What to work on
Please copy each line below that contains the word "wooden".

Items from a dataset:
══════════

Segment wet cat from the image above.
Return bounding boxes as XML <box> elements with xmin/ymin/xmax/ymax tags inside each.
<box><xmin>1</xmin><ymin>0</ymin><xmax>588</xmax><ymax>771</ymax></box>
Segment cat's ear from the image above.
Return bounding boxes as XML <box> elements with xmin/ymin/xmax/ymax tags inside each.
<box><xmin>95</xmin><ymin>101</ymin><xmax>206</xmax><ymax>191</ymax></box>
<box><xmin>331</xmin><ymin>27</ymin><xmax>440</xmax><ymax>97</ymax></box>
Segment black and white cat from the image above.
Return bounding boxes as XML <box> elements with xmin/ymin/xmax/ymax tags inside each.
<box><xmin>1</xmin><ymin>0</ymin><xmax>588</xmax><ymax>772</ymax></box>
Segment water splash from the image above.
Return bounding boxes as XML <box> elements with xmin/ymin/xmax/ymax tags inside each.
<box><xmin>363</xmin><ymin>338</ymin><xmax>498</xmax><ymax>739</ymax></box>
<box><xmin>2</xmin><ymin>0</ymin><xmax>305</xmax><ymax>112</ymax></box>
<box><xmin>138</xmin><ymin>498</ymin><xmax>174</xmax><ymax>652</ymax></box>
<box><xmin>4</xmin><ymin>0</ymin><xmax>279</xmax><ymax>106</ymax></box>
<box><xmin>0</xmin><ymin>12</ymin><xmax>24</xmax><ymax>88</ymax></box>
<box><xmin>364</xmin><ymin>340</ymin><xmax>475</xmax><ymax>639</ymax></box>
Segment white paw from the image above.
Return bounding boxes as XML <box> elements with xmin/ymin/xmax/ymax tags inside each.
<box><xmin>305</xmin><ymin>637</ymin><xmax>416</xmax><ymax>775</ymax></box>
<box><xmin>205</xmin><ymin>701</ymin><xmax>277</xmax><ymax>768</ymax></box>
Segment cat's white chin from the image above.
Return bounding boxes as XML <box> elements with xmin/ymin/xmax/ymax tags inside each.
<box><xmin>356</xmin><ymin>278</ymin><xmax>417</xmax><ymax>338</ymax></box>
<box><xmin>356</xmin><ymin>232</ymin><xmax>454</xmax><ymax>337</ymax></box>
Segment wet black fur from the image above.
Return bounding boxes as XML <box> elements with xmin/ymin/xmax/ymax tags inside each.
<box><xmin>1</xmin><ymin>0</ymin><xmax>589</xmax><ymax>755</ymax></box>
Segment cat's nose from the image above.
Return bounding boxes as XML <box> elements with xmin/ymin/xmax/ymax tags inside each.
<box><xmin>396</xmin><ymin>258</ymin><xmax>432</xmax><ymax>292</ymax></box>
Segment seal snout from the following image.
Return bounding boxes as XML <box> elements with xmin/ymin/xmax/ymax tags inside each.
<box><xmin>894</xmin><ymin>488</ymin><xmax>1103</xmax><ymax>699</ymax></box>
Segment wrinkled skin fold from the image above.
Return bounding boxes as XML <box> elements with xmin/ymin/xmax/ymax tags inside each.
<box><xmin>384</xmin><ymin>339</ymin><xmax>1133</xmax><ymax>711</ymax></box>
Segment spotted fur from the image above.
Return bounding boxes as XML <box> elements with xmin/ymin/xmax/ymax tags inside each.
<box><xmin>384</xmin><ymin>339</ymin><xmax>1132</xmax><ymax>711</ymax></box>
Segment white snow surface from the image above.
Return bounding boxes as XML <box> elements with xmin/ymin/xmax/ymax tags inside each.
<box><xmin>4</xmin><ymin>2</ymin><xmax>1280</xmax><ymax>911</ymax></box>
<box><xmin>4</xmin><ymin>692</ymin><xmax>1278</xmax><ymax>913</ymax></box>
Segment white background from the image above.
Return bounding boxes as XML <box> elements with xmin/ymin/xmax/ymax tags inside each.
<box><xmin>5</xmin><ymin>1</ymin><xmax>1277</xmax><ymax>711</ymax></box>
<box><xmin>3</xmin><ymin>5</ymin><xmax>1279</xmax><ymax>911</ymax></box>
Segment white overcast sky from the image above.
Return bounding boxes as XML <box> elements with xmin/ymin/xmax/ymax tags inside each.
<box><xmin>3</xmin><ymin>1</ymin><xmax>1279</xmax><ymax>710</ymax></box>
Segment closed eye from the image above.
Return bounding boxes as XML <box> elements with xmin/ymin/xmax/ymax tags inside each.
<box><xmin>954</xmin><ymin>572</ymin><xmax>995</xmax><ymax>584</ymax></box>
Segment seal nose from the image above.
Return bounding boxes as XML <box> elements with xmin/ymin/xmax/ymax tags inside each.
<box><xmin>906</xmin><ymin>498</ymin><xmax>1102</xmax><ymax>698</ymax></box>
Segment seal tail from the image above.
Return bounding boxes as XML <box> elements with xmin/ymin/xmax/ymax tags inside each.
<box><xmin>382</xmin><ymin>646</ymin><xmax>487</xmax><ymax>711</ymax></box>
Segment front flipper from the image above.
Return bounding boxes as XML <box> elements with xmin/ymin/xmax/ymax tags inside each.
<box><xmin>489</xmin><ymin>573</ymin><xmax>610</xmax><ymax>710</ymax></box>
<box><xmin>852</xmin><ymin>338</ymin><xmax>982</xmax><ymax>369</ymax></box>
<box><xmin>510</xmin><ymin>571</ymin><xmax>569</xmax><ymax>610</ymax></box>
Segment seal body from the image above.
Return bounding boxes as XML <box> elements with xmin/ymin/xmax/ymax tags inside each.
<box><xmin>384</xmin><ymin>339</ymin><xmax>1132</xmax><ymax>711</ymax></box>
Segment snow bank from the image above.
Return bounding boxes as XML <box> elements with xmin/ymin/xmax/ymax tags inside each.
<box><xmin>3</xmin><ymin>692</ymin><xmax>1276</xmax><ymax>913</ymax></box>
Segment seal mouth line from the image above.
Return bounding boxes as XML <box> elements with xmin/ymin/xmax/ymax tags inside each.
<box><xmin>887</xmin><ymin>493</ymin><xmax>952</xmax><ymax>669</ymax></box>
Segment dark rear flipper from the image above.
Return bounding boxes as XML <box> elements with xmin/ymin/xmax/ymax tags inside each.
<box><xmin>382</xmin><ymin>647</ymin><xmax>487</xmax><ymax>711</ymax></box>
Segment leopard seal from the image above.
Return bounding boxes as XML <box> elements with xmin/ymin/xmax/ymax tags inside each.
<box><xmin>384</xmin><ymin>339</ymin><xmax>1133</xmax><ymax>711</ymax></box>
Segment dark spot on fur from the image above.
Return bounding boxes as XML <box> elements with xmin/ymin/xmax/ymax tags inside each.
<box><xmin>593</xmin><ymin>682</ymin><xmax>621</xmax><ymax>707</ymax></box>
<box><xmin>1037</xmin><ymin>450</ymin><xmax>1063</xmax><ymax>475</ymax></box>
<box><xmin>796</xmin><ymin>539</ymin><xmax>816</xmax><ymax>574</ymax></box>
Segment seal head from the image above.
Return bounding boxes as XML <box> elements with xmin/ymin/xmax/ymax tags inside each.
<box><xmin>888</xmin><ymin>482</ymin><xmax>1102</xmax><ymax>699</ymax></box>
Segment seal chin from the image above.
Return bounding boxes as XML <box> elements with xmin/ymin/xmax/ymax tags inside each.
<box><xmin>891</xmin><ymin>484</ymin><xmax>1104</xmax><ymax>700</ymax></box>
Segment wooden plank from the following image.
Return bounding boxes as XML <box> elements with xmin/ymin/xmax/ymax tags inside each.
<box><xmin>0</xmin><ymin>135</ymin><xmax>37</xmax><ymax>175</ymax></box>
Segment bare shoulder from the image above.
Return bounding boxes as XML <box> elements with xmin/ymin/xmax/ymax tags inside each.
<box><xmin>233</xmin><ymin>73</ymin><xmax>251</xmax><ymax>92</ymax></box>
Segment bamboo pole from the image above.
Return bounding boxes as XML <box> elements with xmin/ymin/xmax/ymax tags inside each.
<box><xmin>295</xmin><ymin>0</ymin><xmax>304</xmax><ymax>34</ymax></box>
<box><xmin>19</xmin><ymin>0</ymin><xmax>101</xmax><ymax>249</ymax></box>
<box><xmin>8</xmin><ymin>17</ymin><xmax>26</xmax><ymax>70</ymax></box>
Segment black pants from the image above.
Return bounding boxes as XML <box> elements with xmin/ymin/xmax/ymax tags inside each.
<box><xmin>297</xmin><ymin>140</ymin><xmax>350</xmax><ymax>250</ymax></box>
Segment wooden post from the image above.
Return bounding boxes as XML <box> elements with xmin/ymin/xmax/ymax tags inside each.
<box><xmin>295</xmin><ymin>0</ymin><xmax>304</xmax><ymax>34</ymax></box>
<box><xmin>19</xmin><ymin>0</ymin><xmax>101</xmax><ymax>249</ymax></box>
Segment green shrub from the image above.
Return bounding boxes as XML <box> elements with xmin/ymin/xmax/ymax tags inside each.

══════════

Solution
Segment wooden plank from the following image.
Segment wooden post from the image above.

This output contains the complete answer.